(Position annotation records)

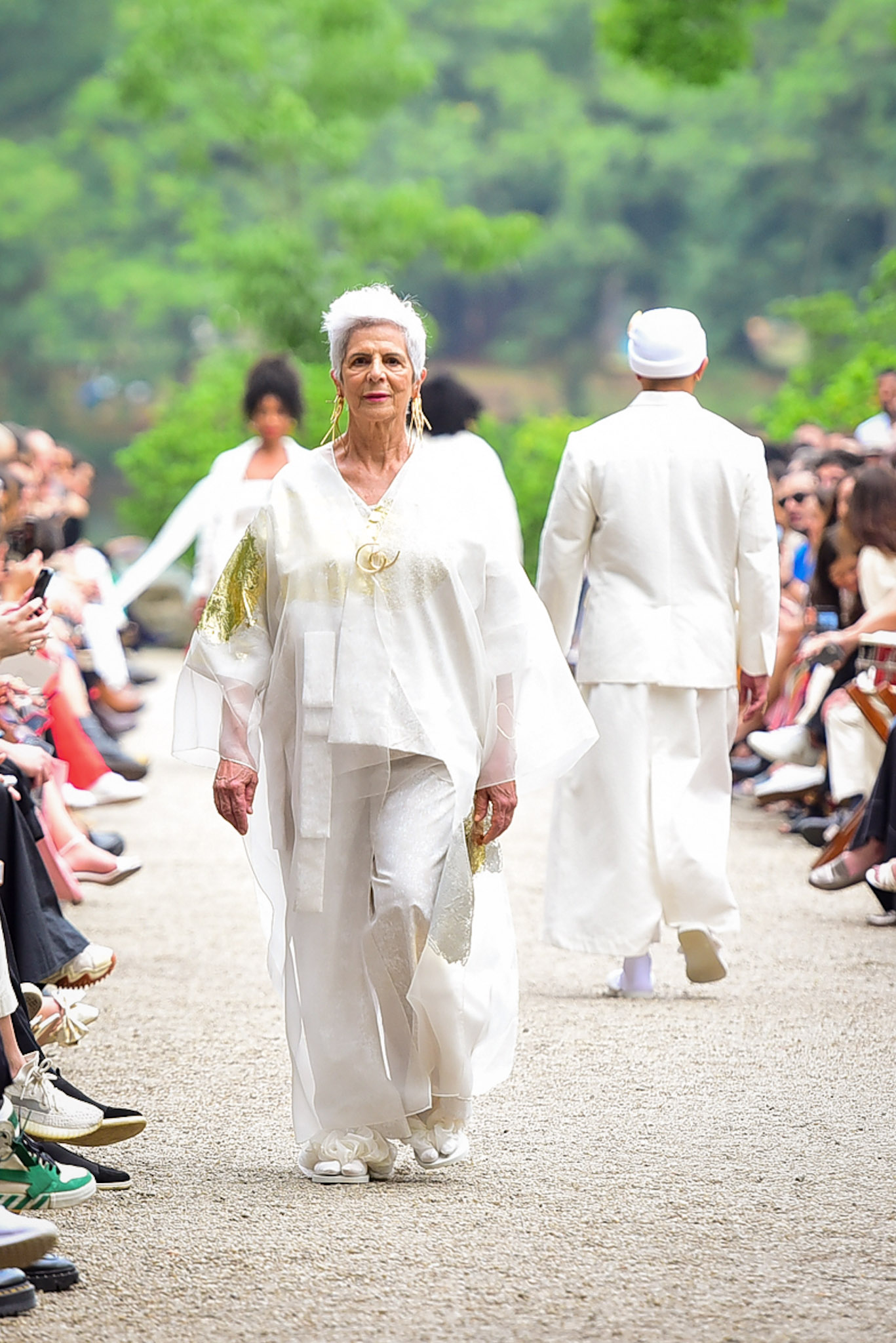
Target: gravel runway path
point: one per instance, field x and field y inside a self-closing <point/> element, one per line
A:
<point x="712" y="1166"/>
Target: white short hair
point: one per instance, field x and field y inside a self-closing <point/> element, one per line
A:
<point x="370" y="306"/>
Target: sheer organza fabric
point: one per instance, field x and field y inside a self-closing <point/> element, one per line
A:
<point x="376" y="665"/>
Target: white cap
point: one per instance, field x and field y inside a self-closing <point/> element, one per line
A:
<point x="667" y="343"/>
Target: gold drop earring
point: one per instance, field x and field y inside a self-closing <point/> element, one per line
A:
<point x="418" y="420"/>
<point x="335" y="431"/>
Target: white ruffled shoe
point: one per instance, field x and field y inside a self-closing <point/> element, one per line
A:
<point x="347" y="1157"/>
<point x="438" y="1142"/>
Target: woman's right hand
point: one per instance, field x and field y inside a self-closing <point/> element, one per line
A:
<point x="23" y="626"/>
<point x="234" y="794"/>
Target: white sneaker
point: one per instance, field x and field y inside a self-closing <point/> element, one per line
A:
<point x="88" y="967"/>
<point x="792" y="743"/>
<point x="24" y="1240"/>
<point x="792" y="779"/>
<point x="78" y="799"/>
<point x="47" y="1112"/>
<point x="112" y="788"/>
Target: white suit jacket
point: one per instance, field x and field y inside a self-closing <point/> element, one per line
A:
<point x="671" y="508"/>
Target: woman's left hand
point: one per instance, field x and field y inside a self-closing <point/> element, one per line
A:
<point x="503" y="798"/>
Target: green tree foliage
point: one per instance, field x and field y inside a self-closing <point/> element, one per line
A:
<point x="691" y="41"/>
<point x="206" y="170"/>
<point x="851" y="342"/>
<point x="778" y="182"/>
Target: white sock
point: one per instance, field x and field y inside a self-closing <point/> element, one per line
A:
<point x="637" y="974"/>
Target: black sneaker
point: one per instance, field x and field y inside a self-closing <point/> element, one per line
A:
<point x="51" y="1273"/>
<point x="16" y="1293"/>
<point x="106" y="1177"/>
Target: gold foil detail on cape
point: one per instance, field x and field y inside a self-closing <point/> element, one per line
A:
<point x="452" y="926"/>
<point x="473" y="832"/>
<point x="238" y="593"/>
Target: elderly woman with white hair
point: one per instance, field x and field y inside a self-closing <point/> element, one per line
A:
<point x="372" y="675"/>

TASK TO COMPLETE: Write out all the records again, exactly, minus any pictures.

EXERCISE ANSWER:
Target: gravel runway path
point: one per instance, field x and field y inside a self-closing <point/> element, one per line
A:
<point x="712" y="1166"/>
Target: white short hair
point: one per instance, field x and field y inside a self-closing <point/> element, one per line
A:
<point x="370" y="306"/>
Target: sheer organza fabric
point: one per instance, field x and field y inside a self-closing <point/> element, one per line
A:
<point x="376" y="665"/>
Target: white cap
point: one per instance, field x and field y inside a self-closing <point/> element, one per line
A:
<point x="667" y="343"/>
Target: gold drop earring
point: one per instance, field x and field y inside a self-closing <point/> element, one per line
A:
<point x="418" y="420"/>
<point x="335" y="431"/>
Target: white ruffled shoe
point: one per instance, field x and field y inside a self-closing <point/> element, one per line
A:
<point x="347" y="1157"/>
<point x="438" y="1142"/>
Target: woman's right hand
point: one per instance, field x and field y inside a self-closing <point/> element, one per line
A:
<point x="23" y="626"/>
<point x="234" y="794"/>
Target: white sneaker
point: one per instance, field x and field y inside a self-closing <point/> element, one per line
A:
<point x="88" y="967"/>
<point x="792" y="743"/>
<point x="24" y="1240"/>
<point x="792" y="779"/>
<point x="78" y="799"/>
<point x="47" y="1112"/>
<point x="112" y="788"/>
Target: white suit jacket
point: one per instance, field x and field y inside a self-closing <point/> element, one per line
A:
<point x="671" y="508"/>
Target: woman's left hand
point: one per instance, field x and field y inside a self-closing <point/> element, one per line
A:
<point x="503" y="798"/>
Target: green tree foliage
point: one per instance, field x and field y inside a self-closing <point/> element, one per line
A:
<point x="691" y="41"/>
<point x="206" y="170"/>
<point x="851" y="342"/>
<point x="778" y="182"/>
Target: white sock
point: one per instance, field x and field y inside a self-closing <point/> element, one per line
A:
<point x="637" y="974"/>
Target: black sneaker
point: one per instance, field x and field y inside a self-closing <point/> element, one per line
A:
<point x="51" y="1273"/>
<point x="16" y="1293"/>
<point x="106" y="1177"/>
Target: gold foil detail on cape
point: one per instance, field x and field y inside a self-closing <point/> element, one per line
A:
<point x="452" y="926"/>
<point x="473" y="832"/>
<point x="238" y="593"/>
Target: elderly woman with white hair
point: one per instance, field x and field y inside a self-closing <point/> element, one per line
A:
<point x="372" y="675"/>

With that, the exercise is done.